● Records shown
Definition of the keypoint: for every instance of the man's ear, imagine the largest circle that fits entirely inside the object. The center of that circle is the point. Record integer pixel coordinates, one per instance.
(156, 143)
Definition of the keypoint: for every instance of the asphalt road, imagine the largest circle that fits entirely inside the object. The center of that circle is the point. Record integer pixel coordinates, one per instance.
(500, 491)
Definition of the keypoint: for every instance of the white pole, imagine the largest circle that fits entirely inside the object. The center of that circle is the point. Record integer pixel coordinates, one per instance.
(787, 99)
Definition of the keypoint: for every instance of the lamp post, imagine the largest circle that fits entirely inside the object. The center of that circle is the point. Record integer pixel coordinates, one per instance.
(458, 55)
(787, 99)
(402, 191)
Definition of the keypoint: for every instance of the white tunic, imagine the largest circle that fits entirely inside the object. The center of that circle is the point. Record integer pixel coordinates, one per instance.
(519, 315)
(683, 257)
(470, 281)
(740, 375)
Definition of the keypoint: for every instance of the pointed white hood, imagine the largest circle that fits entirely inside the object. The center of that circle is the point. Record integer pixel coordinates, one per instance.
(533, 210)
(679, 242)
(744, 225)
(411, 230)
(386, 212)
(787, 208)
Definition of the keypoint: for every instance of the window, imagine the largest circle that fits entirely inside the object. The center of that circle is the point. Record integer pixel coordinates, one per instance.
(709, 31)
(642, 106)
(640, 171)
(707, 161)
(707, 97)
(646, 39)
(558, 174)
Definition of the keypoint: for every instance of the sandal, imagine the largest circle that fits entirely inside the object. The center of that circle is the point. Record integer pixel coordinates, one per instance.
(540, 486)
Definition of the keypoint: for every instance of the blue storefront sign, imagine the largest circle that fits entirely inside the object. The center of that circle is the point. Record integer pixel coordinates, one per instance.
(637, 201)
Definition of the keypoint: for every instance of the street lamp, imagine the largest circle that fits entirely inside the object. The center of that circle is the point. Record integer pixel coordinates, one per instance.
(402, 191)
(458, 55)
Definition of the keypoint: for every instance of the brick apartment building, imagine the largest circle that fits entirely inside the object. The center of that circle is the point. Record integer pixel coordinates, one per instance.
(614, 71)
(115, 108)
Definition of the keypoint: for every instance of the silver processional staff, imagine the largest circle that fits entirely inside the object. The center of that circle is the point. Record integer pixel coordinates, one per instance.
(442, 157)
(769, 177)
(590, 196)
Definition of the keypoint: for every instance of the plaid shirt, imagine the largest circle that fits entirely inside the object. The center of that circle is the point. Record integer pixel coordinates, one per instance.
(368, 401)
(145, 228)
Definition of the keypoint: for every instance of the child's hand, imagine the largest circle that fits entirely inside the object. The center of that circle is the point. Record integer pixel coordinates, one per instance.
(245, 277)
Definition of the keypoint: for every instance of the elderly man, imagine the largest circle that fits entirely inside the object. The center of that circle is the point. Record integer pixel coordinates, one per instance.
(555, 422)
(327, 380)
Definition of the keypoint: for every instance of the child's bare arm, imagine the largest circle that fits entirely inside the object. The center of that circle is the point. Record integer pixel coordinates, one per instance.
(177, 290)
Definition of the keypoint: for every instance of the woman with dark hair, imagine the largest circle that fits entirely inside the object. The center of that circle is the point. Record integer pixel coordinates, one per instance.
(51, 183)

● Directions for this task
Return each line of the records above exactly as it reads.

● Completed exercise
Definition of the keypoint: for every instance of the man's ear, imagine the largest circle that fits entirely inside the object. The center of that circle is the point. Record integer pixel coordinates, one per instance.
(156, 143)
Definition of the keypoint: for every instance of the asphalt road, imagine the largest circle that fits entirely inside the object. The center of that circle is the point. Record integer pixel coordinates, one per instance.
(500, 491)
Definition of the keypoint: for every instance of the white pole, imagine the largest circle that fits entirely inside the object. The center of that circle is the point. Record integer pixel coordinates, one per instance.
(787, 99)
Definition of the keypoint: for every instance of the lamp post, imagine the largest circle that fits entirely inside the object. The center of that circle is the point. Record integer pixel coordinates, one per instance.
(458, 55)
(787, 99)
(402, 191)
Definition of the keypoint: for every instance of the white tunic, imagine the largest circle that fits entirely inside the object. The center of that circle is the point. Record integer pixel coordinates, one per instance.
(519, 315)
(683, 257)
(470, 281)
(740, 375)
Definition of the keypoint: for every instance of the pointed white hood, imagine the largest circle that fits entirely inside the object. The center of that circle is the point. Record integer pixel coordinates, one per instance.
(533, 210)
(679, 242)
(744, 225)
(411, 230)
(386, 212)
(787, 208)
Definition of the keypoint: for every instance of the window, imagine the largest circle that fits entirely inside the object. The center of that circle is the point. Record integer pixel coordinates, one per instance.
(709, 31)
(642, 106)
(640, 171)
(707, 161)
(707, 97)
(646, 39)
(558, 174)
Definition of the keypoint: for every instance of the sandal, imagine the largest circle that fits entirely inside the object. The center of that circle is the point. Record integer pixel coordinates, one per instance.
(540, 486)
Definition of the keypoint: for every instance of the blue storefront sign, imagine the largest circle that fits entirely inside the object. The center of that circle is the point. Record integer pixel coordinates, one per instance.
(637, 201)
Definition of the keypoint: for every instance of the street lamp, imagine the largest circle that fits entirely inside the object. The center of that circle is the point. Record integer pixel coordinates, one per instance.
(402, 191)
(458, 55)
Definition of the keypoint: for every instance of the brick apartment building, imagine the largest circle that fits entirely inside the object. The center of that circle is the point. Record integer pixel coordinates, one per instance.
(614, 71)
(115, 108)
Definition of the keypoint: for every instance of the silver processional staff, imagine the largest circle that fits entirely inside the object. The center of that circle is the point. Record integer pixel coordinates, one per instance.
(442, 157)
(769, 177)
(590, 196)
Definition of the keypoint: for every instance of the plaid shirt, imagine the largest circle that fits entirely inside the object. The center of that circle is the point. Record integer pixel coordinates, one per instance.
(368, 401)
(145, 228)
Definition of the keypoint: for every instance of the child's hand, imagine the largest circle that fits entirely inside the object. The center of that circle is the point. Record integer pixel coordinates, one per instance.
(245, 277)
Definition of the keypoint: for every instance of the elderly man, imagine the largest circle that fits entirely inside the object. The center of that circle is the point. Record integer pixel coordinates, one per instance.
(555, 422)
(327, 380)
Definition of the keypoint: for every instance of the child's bare arm, imagine the largest circle that fits entirely inside the object. The center of that circle is the point. Record integer pixel coordinates, one per instance.
(177, 290)
Definition of the keypoint: for every instance of the woman with dark hair, imagine the largest circle that fits entirely inside the object. The center of that circle is the point. Record integer pixel coordinates, one per instance.
(51, 183)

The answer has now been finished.